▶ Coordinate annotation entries

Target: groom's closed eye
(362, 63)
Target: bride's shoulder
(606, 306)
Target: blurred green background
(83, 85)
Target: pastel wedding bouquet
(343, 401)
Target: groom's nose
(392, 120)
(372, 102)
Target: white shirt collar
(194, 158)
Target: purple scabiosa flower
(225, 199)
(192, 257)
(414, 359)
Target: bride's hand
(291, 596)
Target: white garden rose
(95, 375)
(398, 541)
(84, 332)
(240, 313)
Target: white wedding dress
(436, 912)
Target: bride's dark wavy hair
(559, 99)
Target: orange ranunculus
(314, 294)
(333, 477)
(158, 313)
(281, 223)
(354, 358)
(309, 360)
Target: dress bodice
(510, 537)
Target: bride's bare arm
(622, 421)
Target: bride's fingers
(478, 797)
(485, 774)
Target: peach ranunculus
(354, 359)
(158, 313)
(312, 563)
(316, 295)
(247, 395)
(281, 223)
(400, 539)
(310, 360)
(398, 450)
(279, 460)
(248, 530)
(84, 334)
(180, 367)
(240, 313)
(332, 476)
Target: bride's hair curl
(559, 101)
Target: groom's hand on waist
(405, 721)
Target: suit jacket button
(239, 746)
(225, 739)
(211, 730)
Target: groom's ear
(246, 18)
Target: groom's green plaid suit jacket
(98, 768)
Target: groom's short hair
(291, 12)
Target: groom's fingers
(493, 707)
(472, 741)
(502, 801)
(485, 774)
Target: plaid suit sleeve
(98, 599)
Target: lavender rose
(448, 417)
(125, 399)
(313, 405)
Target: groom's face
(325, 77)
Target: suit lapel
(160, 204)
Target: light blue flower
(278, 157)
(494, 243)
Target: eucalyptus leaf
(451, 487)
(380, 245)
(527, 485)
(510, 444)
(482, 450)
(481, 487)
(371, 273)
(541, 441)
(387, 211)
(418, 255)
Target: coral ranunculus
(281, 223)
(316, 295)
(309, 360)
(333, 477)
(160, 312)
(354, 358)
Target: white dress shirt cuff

▶ Task instructions
With both ends included, please retype exactly the lines from the line containing "Target: pastel wedding bouquet" to the final line of the data.

▶ Right answer
Target: pastel wedding bouquet
(343, 401)
Target: groom's nose
(392, 120)
(372, 102)
Target: white shirt collar
(194, 158)
Target: purple scabiosa flower
(225, 199)
(192, 257)
(414, 359)
Target: bride's hand
(291, 596)
Target: white garden rose
(95, 375)
(398, 541)
(84, 332)
(240, 313)
Target: white wedding dress
(436, 912)
Target: bride's dark wavy hair
(559, 99)
Target: orange ranunculus
(314, 294)
(333, 477)
(158, 313)
(281, 223)
(354, 358)
(309, 360)
Target: dress bodice
(510, 537)
Target: bride's bare arm
(622, 421)
Target: bride's fingers
(478, 797)
(485, 774)
Target: peach ranunculus
(354, 359)
(158, 313)
(312, 563)
(316, 295)
(247, 395)
(281, 223)
(400, 539)
(310, 360)
(398, 450)
(279, 460)
(248, 530)
(84, 334)
(180, 367)
(240, 313)
(332, 476)
Target: bride's hair curl
(559, 101)
Target: groom's hand on waist
(405, 721)
Target: suit jacket button
(239, 746)
(225, 739)
(211, 730)
Target: groom's ear
(246, 18)
Target: groom's green plaid suit jacket
(98, 768)
Target: groom's short hair
(291, 12)
Target: groom's fingers
(493, 707)
(472, 741)
(502, 801)
(485, 774)
Target: plaid suit sleeve
(98, 599)
Target: lavender rose
(448, 417)
(125, 399)
(313, 405)
Target: groom's face
(325, 77)
Target: suit lapel
(160, 204)
Target: light blue flower
(278, 157)
(494, 243)
Target: eucalyptus leaf
(451, 487)
(380, 245)
(527, 485)
(510, 444)
(482, 450)
(481, 487)
(371, 273)
(541, 441)
(387, 211)
(418, 255)
Target: coral ranunculus
(281, 223)
(316, 295)
(309, 360)
(333, 477)
(160, 312)
(354, 358)
Target: white dress shirt cuff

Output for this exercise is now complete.